* 原文摘录:

+++++

最近看AlphaZero论文学习了蒙特卡洛树,隐约记得很久以前EC-Final上有人说可以利用MTC打表,决定练练手。从构建到完成耗时两天。

蒙特卡洛树的学习可以参考:https://blog.youkuaiyun.com/ljyt2/article/details/78332802

题目可以参考: https://vjudge.net/problem/1500546/origin

蒙特卡洛树主要分为tree_travelsal, node_expand,  rollout,backpropogation 四个步骤. 在本例中分别对应choose,expand, rollout, update四个函数or代码段, rollout调用wander函数来随机选取局面。

Choose Node

引入UCB函数来评判

当UCB函数只根据平均值$ \overline{V} $来选择node的时候很容易陷入局部最优导致局面趋于平局,这是由于每一步只有少量的选择能到达必胜态,随机漫步难以发现这种必胜态,故需要使得树发现更多的新节点。

UCB函数中UCB_C值越大,越注重探索, UCB_C值越小越注重原来的选择。而C值大就意味着需要更多的迭代才能期望结果更接近最优。C值小就更可能陷入局部最优。这与过拟合非常相似。

 

PS:不同于普通的DP算法和枚举算法,蒙特卡洛树的优点是可以控制迭代次数或者迭代时间,可以以此来获得当前的最优解。

+++++

* 任务要求:
1. 请返回原文摘录中从“Choose Node”到“可以以此来获得当前的最优解。”之间的文字，首尾两处均包含在内。
2. 根据原文摘录，蒙特卡洛树的四个步骤在本例中分别对应哪四个函数或代码段？

* 记录信息:
+++++

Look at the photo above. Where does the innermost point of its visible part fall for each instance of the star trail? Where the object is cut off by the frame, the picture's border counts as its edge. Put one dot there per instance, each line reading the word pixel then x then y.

+++++

* 各题答案:
1.
Choose Node

引入UCB函数来评判

当UCB函数只根据平均值$ \overline{V} $来选择node的时候很容易陷入局部最优导致局面趋于平局,这是由于每一步只有少量的选择能到达必胜态,随机漫步难以发现这种必胜态,故需要使得树发现更多的新节点。

UCB函数中UCB_C值越大,越注重探索, UCB_C值越小越注重原来的选择。而C值大就意味着需要更多的迭代才能期望结果更接近最优。C值小就更可能陷入局部最优。这与过拟合非常相似。

 

PS:不同于普通的DP算法和枚举算法,蒙特卡洛树的优点是可以控制迭代次数或者迭代时间,可以以此来获得当前的最优解。

2. choose、expand、rollout、update